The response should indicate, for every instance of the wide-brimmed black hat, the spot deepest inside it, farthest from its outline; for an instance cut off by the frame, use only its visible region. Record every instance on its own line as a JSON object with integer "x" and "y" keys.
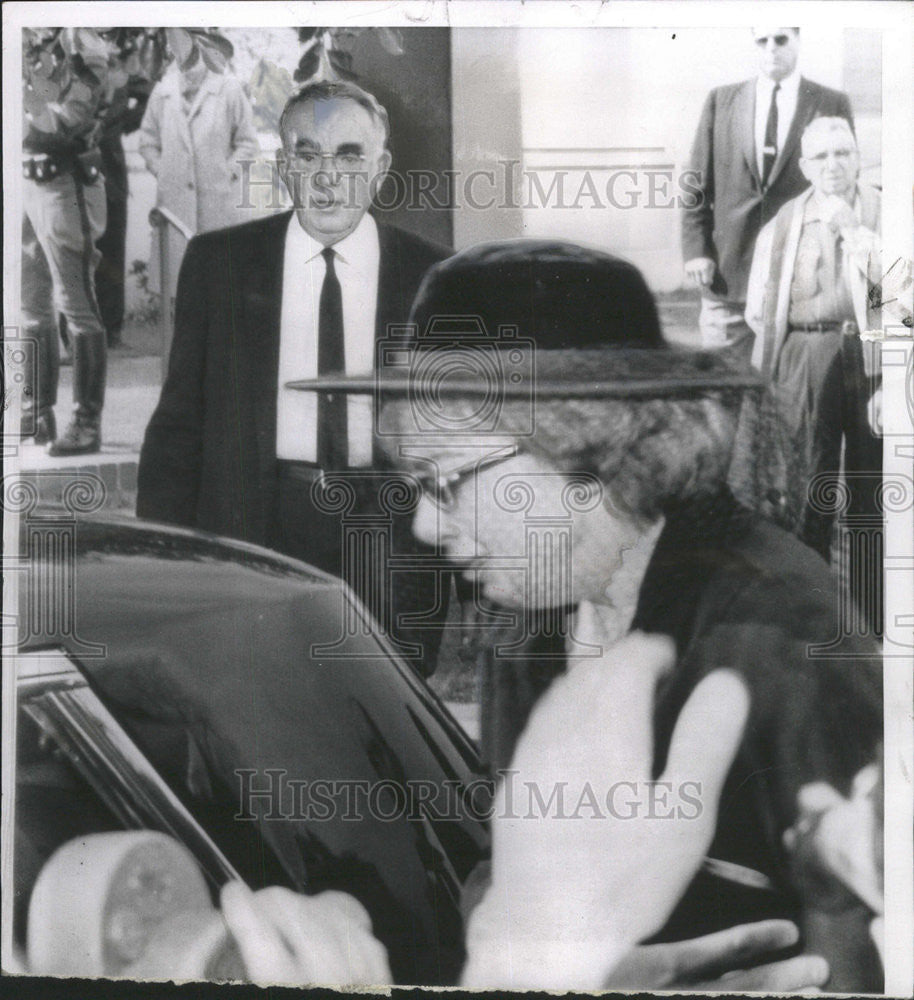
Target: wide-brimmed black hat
{"x": 539, "y": 317}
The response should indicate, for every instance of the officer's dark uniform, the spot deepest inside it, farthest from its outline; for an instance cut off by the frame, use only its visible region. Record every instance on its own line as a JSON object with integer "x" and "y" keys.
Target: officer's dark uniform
{"x": 66, "y": 74}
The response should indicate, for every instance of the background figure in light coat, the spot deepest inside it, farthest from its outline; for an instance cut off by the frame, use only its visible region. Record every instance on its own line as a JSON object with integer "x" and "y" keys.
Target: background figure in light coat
{"x": 197, "y": 129}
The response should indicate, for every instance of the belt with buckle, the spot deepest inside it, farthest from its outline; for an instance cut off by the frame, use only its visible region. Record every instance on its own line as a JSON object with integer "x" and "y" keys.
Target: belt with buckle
{"x": 830, "y": 326}
{"x": 41, "y": 167}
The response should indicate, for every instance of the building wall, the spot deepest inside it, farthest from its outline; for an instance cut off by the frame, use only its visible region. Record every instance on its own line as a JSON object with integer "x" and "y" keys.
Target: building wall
{"x": 607, "y": 117}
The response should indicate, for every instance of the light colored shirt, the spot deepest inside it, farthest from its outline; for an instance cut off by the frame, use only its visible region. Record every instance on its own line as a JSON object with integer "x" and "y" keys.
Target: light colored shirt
{"x": 787, "y": 108}
{"x": 820, "y": 289}
{"x": 356, "y": 264}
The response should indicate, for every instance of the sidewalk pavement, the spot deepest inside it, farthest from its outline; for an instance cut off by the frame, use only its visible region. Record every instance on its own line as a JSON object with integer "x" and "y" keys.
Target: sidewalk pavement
{"x": 134, "y": 383}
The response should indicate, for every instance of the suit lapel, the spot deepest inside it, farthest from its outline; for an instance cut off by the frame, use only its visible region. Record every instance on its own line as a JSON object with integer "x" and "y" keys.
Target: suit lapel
{"x": 262, "y": 305}
{"x": 745, "y": 117}
{"x": 806, "y": 106}
{"x": 389, "y": 308}
{"x": 211, "y": 85}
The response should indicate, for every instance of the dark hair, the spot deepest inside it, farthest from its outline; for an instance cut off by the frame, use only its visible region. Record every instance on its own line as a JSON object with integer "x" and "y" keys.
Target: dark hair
{"x": 651, "y": 453}
{"x": 330, "y": 90}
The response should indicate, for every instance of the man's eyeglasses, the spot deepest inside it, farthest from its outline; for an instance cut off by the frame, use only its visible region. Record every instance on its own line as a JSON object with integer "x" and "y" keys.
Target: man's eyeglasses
{"x": 310, "y": 161}
{"x": 441, "y": 488}
{"x": 779, "y": 40}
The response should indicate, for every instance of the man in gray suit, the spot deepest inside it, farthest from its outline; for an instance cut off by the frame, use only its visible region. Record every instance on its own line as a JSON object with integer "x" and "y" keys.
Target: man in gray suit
{"x": 746, "y": 160}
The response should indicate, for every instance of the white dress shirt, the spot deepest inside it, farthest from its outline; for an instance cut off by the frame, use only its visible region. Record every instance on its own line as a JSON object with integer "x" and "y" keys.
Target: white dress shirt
{"x": 356, "y": 264}
{"x": 787, "y": 108}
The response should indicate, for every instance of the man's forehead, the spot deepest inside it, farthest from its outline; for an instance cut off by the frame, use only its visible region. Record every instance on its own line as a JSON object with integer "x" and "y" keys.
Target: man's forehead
{"x": 451, "y": 453}
{"x": 338, "y": 114}
{"x": 836, "y": 141}
{"x": 768, "y": 32}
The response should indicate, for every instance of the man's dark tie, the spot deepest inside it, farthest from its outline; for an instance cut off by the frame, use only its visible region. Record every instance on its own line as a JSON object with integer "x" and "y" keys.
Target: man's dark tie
{"x": 770, "y": 152}
{"x": 332, "y": 431}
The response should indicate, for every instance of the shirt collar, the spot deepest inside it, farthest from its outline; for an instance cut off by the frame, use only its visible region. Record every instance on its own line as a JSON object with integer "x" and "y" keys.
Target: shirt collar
{"x": 354, "y": 250}
{"x": 789, "y": 85}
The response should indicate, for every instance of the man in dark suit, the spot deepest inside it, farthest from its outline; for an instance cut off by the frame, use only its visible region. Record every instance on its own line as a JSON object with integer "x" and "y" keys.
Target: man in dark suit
{"x": 746, "y": 160}
{"x": 229, "y": 449}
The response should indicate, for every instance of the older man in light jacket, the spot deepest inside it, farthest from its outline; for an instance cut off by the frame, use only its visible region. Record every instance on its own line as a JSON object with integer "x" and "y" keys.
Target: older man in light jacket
{"x": 197, "y": 130}
{"x": 809, "y": 299}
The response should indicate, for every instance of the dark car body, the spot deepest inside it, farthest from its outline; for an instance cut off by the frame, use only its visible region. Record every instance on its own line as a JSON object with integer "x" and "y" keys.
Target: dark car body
{"x": 262, "y": 696}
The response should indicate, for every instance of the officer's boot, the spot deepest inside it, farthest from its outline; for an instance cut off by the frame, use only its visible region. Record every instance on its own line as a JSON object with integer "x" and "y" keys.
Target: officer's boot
{"x": 83, "y": 436}
{"x": 42, "y": 371}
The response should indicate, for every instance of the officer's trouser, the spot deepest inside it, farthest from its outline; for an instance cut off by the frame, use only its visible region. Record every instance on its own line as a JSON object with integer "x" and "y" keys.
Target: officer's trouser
{"x": 62, "y": 220}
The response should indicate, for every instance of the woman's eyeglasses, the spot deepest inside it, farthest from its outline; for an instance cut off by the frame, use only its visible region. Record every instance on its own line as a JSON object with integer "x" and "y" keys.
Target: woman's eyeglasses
{"x": 441, "y": 489}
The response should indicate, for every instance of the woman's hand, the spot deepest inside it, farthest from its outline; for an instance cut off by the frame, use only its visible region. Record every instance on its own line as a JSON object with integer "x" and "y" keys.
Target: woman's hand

What you will do » Reproduce the material above word for word, omitting the pictures from your answer.

Output »
The response should indicate, for every instance of the wide-brimmed black hat, the spot deepest inside it, farthest from its outline; for an instance cut off by the frame, use only its visible region. Record every instance on its own line as a JSON object with integer "x" and "y" keys.
Target: wide-brimmed black hat
{"x": 539, "y": 317}
The response should indicate, for every instance of the officer's dark uniform, the spot deepest inside it, farthest from its outline; for an instance cut off by the frame, use only its visible region. Record every instance on its own line as a JSON object with integer "x" and "y" keys.
Target: officer's dark uniform
{"x": 66, "y": 74}
The response should indicate, for every instance of the background figure in light coat, the spot deepest inside it, farthest from its outline; for an instance cut off by the frame, use only its visible region. Record every instance on its own line as a JSON object with integer "x" and "y" keys.
Target: background figure in light coat
{"x": 197, "y": 129}
The response should indicate, for every instance of the belt with buckle, the spot deepest inside it, farthest from its outline; for an instance cut off by the frame, use only its visible region. Record every instance on its own line as a JSON object with integer "x" and "y" keys.
Target: belt with buckle
{"x": 830, "y": 326}
{"x": 41, "y": 167}
The response should indicate, for every instance of the building wall, the spot deepest inside it, farthest from its outline; for an instance cut off by the frame, use only its visible region. Record every instance on its own line as a JSON object with integer "x" and "y" keys.
Target: building wall
{"x": 607, "y": 117}
The response should indicate, for every instance of the light colored shirt, the spot deepest inside it, farthest from its outline; for an instance cut off by the frame, use only its visible region. Record every instance on its own line as a JSON object with integer "x" and "y" keys.
Target: light colored shirt
{"x": 787, "y": 108}
{"x": 820, "y": 289}
{"x": 356, "y": 264}
The response should indicate, for every instance of the sidewalk pavement, the spot deepest inside it, farthest from its outline; for an instance cut off by the frame, use only its visible region. Record every instance on its own line as a JSON object with integer "x" and "y" keys.
Target: sidewalk pavement
{"x": 134, "y": 383}
The response should indicate, for every instance of the suit lapel, the spot deepest inside it, farthest from its outline; for an instance cut off by the frame, use only its visible region. Record every instance on its own line as a JSON object with integer "x" and "y" keys.
Target: suit lapel
{"x": 262, "y": 305}
{"x": 745, "y": 117}
{"x": 806, "y": 106}
{"x": 389, "y": 308}
{"x": 211, "y": 85}
The response should indicate, for every instance of the dark hair, the spot deepest inside it, farthest from its outline; for an instance cut off by the frame, use only its visible region. Record every instance on its own line as a JSON object with integer "x" and "y" keys.
Target: dark hair
{"x": 651, "y": 453}
{"x": 330, "y": 90}
The response should indicate, for every instance of the man's eyeglasses, the spot deepest inside it, farthest from its outline; for an instance cut off by the frame, use only its visible region. Record every instance on its own line as a JSON object with integer "x" and "y" keys.
Target: man's eyeglasses
{"x": 310, "y": 161}
{"x": 441, "y": 488}
{"x": 779, "y": 40}
The response should indicate, for every instance of the man in gray suit, the spot deepest inside it, farthest from its outline; for an instance cut off by the frame, use only its visible region. Record every instance on its own line as a JSON object with integer "x" and "y" keys.
Target: man in gray suit
{"x": 746, "y": 160}
The response should indicate, for every instance of the white dress shirt, the spot deepest inside it, farthest from its outline; for an instance cut off by the frame, use only its visible region. Record every instance on its own line as a JSON object with integer "x" and "y" keys.
Target: white dress shirt
{"x": 356, "y": 264}
{"x": 787, "y": 108}
The response should indicate, for every instance of the man's forehead, the spot deepest inside it, farthest from its outline; for an instance cut off by the frame, use only its visible region. Record every instance on its own line as a JSON object with integer "x" and "y" keys.
Target: man's forehead
{"x": 451, "y": 453}
{"x": 338, "y": 114}
{"x": 836, "y": 141}
{"x": 768, "y": 32}
The response should indicate, for every instance of the man's dark tie, the spot deepest inside it, farthest from its outline; for an instance cut off by the frame, use only its visible region. Record every instance on its own line as a JSON object with integer "x" and "y" keys.
Target: man's dark tie
{"x": 770, "y": 152}
{"x": 332, "y": 431}
The response should indicate, for every instance of the shirt collar, the spot deepest inside it, farthest from its outline; for an instance cut off by the frame, use only its visible region. Record every instance on its own line as a JSON object with integer "x" and "y" keys.
Target: shirt collar
{"x": 354, "y": 250}
{"x": 789, "y": 85}
The response should indicate, for every instance of the man in dark suit, the spot deepest inside it, farthest from its outline; for an instance cut off by the frame, use only its visible region. Record every instance on its own line as a JSON object with integer "x" and "y" keys.
Target: man in dark suit
{"x": 746, "y": 160}
{"x": 229, "y": 449}
The response should indicate, for every instance of the older man in light jacket, the spot deepest inside it, farthest from its outline; for an instance cut off by the frame, use only its visible region. Record every instance on its own line as a JSON object with integer "x" and "y" keys.
Target: older man in light jacket
{"x": 197, "y": 130}
{"x": 809, "y": 299}
The response should indicate, for every instance of the dark car body, the spot deepest inside it, farthest from its outline; for an instance cut off by the frame, use only its visible region. Record every instance on its own line as a JSON object with integer "x" and "y" keys.
Target: dark car body
{"x": 262, "y": 696}
The response should indicate, for every instance of the officer's boot, the spot deepest inside it, farthest from its outline; for an instance cut off by the frame, use only its visible region. Record every instance on its own line as a JSON object with integer "x" and "y" keys.
Target: officer's boot
{"x": 83, "y": 436}
{"x": 42, "y": 371}
The response should indicate, for every instance of the officer's trouser, the spot deepest inside it, farthest from its outline; for an instance cut off by the frame, use only its visible region. Record every instance on its own line as a JSON object with integer "x" and "y" keys.
Target: officer's trouser
{"x": 62, "y": 220}
The response should indicate, for every instance of the woman's eyeglasses, the spot deepest inside it, farthest from its outline; for an instance cut off by the frame, use only its visible region. Record every instance on its own line as a JSON object with integer "x" and "y" keys.
Target: woman's eyeglasses
{"x": 441, "y": 489}
The response should indicate, for every instance of the woman's hand, the spot deepest inside it, farthest from its outline; for an instance cut off by the frame, use only its visible region. Record every instance on its own line as a JSON object with integer "x" and "y" keys.
Target: woman's hand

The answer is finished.